### EXCERPT PROVIDED:

Southwest Airlines Boeing 737-7H4 aircraft
Photograph ©2016 by Brian Cohen.

Was Law Enforcement Officer Justified in Threatening Arrest of Passengers Stranded By Southwest Airlines?

Watch the video.

During the meltdown of operations which Southwest Airlines was experiencing in late December of 2022 — which led to the cancellation of greater than 1,500 flights and the delay of additional flights — a law enforcement officer at Nashville International Airport was reportedly called by an employee of Southwest Airlines and threatened to arrest stranded passengers who did not vacate the secure area of the airport.

Was Law Enforcement Officer Justified in Threatening Arrest of Passengers Stranded By Southwest Airlines?

The incident was caught on video as it happened and posted to Twitter.

The incident was also posted to Tim Tok as well by Amani Robinson, who is 20 years of age and was traveling with her mother at the time she recorded the scene of the incident. They were trying to get to Ohio and were two of the passengers who were threatened with arrest for trespassing by the law enforcement officer.

An apology was eventually issued from Nashville International Airport and posted at its official Twitter site — and this is the apology from official personnel at the airport in its entirety:

At Nashville International Airport, we pride ourselves in reflecting the spirit of Music City and always providing the best customer service. The extraordinary number of flight cancellations over the last week caused great stress for our travelers, and included an unfortunate incident involving a passenger, airline staff, and a BNA officer. We are deeply sorry that this occurred and have taken this situation to heart. We are working with Southwest Airlines, and our other carriers, to foster better communication among team members so that every traveler enjoys the optimal experience at BA.

BNA’s core values are respect, integrity, service, and excellence. We strive to live these values 365 days a year with all members of our team. We also focus on listening, learning, and reflecting so that we can continually improve our processes. The flight cancellations during this holiday season were unprecedented at BA, including 1,372 cancelled flights impacting approximately 160,000 passengers.

The BNA team worked around the clock as the events unfolded. We are deeply sorry that the flight cancellations caused so much heartache for travelers, especially during this holiday season. We regret that travelers did not receive timely and consistent information prior to and during their visit to Nashville International Airport. We are committed to continually improving our customer service.

However, one response was to post an official message from the airport which had since been deleted.

The issue of the law enforcement officer was not addressed in the purported original message:

The Department of Public Safety at Nashville International Airport® works to ensure the safety of all passengers throughout the airport. Unfortunately, the recent winter weather disruptions have brought operational challenges to airlines and airports across the country leading to flight delays and cancellations. With the high number of flights impacted at BNA on Sunday evening, travelers were asked to visit the pre-security ticketing counters for help to rebook flights. Southwest Airlines personnel contacted the Airport Communications Center asking that a police officer be dispatched to C- concourse, Gate C-7/9, to escort passengers to the pre- security ticketing counters. We understand and appreciate the frustrations travelers may have, and we are working to provide the best passenger experience for all.

### DATASET ROWS:
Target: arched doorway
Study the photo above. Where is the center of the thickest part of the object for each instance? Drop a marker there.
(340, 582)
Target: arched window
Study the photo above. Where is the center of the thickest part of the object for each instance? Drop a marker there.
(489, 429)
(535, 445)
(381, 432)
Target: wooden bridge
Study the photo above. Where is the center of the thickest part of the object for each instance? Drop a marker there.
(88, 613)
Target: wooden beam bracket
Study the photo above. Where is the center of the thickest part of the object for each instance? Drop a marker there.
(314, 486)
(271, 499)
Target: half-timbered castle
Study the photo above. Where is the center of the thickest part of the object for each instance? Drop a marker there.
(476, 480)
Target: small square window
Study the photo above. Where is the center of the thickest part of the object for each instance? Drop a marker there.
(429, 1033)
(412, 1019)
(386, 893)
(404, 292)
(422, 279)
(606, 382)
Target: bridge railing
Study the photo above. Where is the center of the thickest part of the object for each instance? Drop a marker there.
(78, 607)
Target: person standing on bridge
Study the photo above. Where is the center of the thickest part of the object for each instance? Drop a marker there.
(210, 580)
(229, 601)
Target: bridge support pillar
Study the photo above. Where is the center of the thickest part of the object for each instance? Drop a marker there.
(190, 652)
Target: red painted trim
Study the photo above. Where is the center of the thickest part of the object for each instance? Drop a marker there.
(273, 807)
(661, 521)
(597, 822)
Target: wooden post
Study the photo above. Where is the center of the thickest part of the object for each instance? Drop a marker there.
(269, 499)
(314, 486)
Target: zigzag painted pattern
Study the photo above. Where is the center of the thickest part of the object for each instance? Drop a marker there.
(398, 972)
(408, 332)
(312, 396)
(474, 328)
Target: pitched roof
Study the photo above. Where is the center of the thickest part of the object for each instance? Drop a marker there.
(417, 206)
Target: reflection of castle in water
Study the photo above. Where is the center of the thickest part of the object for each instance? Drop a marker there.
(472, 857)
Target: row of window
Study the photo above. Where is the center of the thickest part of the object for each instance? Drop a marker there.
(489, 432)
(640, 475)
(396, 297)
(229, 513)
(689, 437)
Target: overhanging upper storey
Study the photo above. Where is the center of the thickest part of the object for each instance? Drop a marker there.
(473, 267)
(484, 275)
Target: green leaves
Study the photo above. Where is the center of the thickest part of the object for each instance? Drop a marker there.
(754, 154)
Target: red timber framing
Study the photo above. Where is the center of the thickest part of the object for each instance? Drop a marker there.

### WHAT TO PRODUCE:
Extract the passage of the article on the Nashville airport officer between "An apology was" and "experience at BA.", inclusive. The listing is separate material, apart from the article on the Nashville airport officer.

### RIGHT ANSWER:
An apology was eventually issued from Nashville International Airport and posted at its official Twitter site — and this is the apology from official personnel at the airport in its entirety:

At Nashville International Airport, we pride ourselves in reflecting the spirit of Music City and always providing the best customer service. The extraordinary number of flight cancellations over the last week caused great stress for our travelers, and included an unfortunate incident involving a passenger, airline staff, and a BNA officer. We are deeply sorry that this occurred and have taken this situation to heart. We are working with Southwest Airlines, and our other carriers, to foster better communication among team members so that every traveler enjoys the optimal experience at BA.